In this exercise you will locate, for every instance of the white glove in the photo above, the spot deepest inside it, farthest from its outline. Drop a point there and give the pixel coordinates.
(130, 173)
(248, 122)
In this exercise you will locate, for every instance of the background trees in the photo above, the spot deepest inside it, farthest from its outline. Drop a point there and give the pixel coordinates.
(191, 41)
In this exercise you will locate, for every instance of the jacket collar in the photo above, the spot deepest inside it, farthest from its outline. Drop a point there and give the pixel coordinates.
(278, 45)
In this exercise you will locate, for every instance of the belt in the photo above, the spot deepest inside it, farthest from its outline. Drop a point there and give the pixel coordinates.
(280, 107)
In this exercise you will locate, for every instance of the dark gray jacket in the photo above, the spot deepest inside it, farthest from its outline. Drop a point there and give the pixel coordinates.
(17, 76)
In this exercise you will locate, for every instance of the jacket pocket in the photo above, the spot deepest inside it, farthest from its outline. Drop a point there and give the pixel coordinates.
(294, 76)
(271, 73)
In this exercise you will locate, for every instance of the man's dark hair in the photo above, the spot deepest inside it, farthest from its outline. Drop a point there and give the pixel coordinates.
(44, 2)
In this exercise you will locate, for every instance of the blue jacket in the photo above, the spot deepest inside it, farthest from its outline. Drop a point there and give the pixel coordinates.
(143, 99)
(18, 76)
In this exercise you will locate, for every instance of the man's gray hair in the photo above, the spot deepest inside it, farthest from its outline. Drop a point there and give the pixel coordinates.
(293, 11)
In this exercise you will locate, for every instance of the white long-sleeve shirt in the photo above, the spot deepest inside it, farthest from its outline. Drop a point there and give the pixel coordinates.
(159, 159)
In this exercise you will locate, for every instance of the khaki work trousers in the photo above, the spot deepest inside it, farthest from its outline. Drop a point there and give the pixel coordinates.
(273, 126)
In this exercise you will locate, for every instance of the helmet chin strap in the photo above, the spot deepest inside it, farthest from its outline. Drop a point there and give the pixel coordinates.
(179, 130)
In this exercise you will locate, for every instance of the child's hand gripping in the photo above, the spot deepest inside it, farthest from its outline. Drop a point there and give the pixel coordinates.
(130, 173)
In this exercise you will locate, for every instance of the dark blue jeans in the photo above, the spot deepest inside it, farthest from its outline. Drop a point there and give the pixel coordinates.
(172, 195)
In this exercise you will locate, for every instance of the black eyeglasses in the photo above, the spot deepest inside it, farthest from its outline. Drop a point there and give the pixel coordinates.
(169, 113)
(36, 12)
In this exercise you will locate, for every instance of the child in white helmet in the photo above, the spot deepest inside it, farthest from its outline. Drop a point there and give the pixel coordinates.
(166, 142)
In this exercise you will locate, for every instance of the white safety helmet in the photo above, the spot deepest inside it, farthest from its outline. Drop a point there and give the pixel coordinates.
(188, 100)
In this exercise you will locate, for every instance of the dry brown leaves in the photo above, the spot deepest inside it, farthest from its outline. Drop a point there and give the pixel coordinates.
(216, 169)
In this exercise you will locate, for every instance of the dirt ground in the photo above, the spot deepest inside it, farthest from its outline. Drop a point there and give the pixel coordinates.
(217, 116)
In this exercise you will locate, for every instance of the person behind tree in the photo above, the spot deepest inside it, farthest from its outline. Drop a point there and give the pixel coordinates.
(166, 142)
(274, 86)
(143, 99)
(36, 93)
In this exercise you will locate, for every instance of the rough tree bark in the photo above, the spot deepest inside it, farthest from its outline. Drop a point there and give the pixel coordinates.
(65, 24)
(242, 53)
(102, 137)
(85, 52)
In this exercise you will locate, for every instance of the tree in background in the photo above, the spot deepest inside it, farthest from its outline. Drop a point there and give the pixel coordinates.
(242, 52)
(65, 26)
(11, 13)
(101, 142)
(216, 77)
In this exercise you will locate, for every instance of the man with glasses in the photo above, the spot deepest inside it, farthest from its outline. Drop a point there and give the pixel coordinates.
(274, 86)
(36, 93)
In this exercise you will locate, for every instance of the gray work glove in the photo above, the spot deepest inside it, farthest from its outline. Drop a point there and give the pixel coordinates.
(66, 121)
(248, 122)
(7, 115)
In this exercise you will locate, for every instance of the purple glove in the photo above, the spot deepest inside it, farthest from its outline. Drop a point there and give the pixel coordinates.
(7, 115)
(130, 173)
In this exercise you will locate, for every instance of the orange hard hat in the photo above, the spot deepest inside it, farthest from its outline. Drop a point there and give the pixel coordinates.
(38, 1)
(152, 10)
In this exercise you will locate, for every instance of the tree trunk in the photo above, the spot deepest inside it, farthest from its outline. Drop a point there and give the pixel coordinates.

···

> [What you are asked to do] Render all of the entries above as a single numbered list, omitting any blank lines.

> [The completed task]
1. In this exercise you will locate, for every instance of the white glove in the photo above, the spot deepest inside it, farthest from its outline. Drop a point there and give the pixel coordinates.
2. (130, 173)
3. (248, 122)
4. In this exercise you will locate, for every instance of the background trees in the photo above, the spot deepest inside it, farthest from its outline. Drop a point there and give the pixel coordinates.
5. (191, 41)
6. In this exercise you will locate, for every instance of the jacket collar in the photo above, the spot deepest inside it, farthest from its outline. Drop a point there and give the pixel coordinates.
7. (278, 45)
8. In this exercise you will locate, for every instance of the belt in the photo above, the spot deepest inside it, farthest from its outline. Drop a point there and give the pixel coordinates.
9. (280, 107)
10. In this exercise you will locate, for every instance of the dark gray jacket in the photo above, the spot deepest inside it, farthest from its outline. Drop a point there and give the pixel coordinates.
11. (17, 76)
12. In this exercise you will locate, for every instance of the jacket pocket in the photo above, the spot deepest inside it, farthest from its outline. Drop a point there and give the pixel coordinates.
13. (294, 76)
14. (271, 73)
15. In this exercise you will locate, for every instance of the man's dark hair in the photo above, the spot deepest inside it, farthest from its outline. Drop a point there and give the pixel coordinates.
16. (44, 2)
17. In this exercise you will locate, for every instance of the blue jacket in the photo above, the spot deepest inside it, farthest from its outline. Drop a point there and give the pixel coordinates.
18. (143, 99)
19. (18, 76)
20. In this exercise you will locate, for every instance of the man's gray hair in the photo above, the spot deepest inside it, farthest from its outline. Drop a point there and give the pixel coordinates.
21. (293, 11)
22. In this exercise you will locate, for every instance of the white long-sleeve shirt in the photo above, the spot deepest inside it, farthest from its outline. Drop a point there and give the pixel coordinates.
23. (159, 159)
24. In this exercise you will locate, for every instance of the khaki work trousers in the photo above, the spot deepest inside it, farthest from its outline. Drop a point there and give the pixel coordinates.
25. (273, 126)
26. In this exercise you will locate, for every instance of the helmet chin strap in the photo above, the spot deepest inside it, farthest from its outline. Drop a point there and give the pixel coordinates.
27. (179, 130)
28. In this exercise you will locate, for every instance of the child's hand gripping in the photo above, the spot deepest inside it, farthest from its outline. Drop a point there and give the pixel coordinates.
29. (130, 173)
30. In this exercise you will locate, for every instance of the dark blue jeans in the photo above, the spot deepest inside it, farthest from its outline. Drop a point there and give the pixel coordinates.
31. (172, 195)
32. In this exercise you will locate, for every instance of the black eyeglasses in the photo above, the spot deepest inside it, farthest from its outline. Drop a point there and give the pixel coordinates.
33. (169, 113)
34. (36, 12)
35. In this exercise you will locate, for every instance of the child in white helmet in the photo above, the spot deepest inside it, farthest from its outline. Drop a point there and give the pixel coordinates.
36. (166, 142)
37. In this exercise you will locate, for every instance of the white safety helmet in the photo above, the spot deepest inside it, farthest from its outline. Drop a point there and give the pixel coordinates.
38. (188, 100)
39. In this exercise you will locate, for every instance of the dry brown leaves in the photo above, the spot deepest inside it, farthest from its outline. Drop a point there and give the pixel coordinates.
40. (216, 169)
41. In this exercise you will locate, for every instance of the dirt ground in the photo above, the spot deepest inside it, farthest from its outline. Drop a point there and give the pixel coordinates.
42. (217, 116)
43. In this exercise you will locate, for every instance of the person behind tree in the photo above, the spot deepest inside it, farthest from its outline. Drop a point there and give the pixel coordinates.
44. (166, 142)
45. (274, 86)
46. (143, 99)
47. (36, 93)
48. In this exercise you will locate, for every instance of the rough tree bark in the photo above, the spot deepest inside it, farthest from its outline. Drop a point there and give the pixel coordinates.
49. (65, 24)
50. (242, 53)
51. (102, 137)
52. (85, 52)
53. In this exercise you will locate, for every instance of the tree in background in the photo above, the spot deepest inside it, farthest from its outline. Drop a point there and give the pixel coordinates.
54. (242, 52)
55. (65, 26)
56. (11, 13)
57. (101, 142)
58. (216, 77)
59. In this exercise you will locate, for every instance of the man with glasses in the photo above, the spot deepest inside it, farthest from its outline. Drop a point there and give the pixel coordinates.
60. (274, 86)
61. (36, 93)
62. In this exercise you will locate, for every instance of the gray work glove in the photo above, the spot deepest inside it, farthest from its outline. Drop a point there and give the pixel coordinates.
63. (66, 121)
64. (248, 122)
65. (7, 115)
66. In this exercise you will locate, for every instance of the purple glove in the photo above, the spot deepest inside it, farthest from its outline. Drop a point there and give the pixel coordinates.
67. (7, 115)
68. (130, 173)
69. In this exercise you will locate, for every instance of the orange hard hat in the photo above, the spot deepest inside it, farthest from its outline. Drop a point there and give the pixel coordinates.
70. (38, 1)
71. (152, 10)
72. In this exercise you will locate, for every instance of the tree trunk in the photo above, the spot deepest inside it, farthest from its outline. Drop a point there and give the pixel coordinates.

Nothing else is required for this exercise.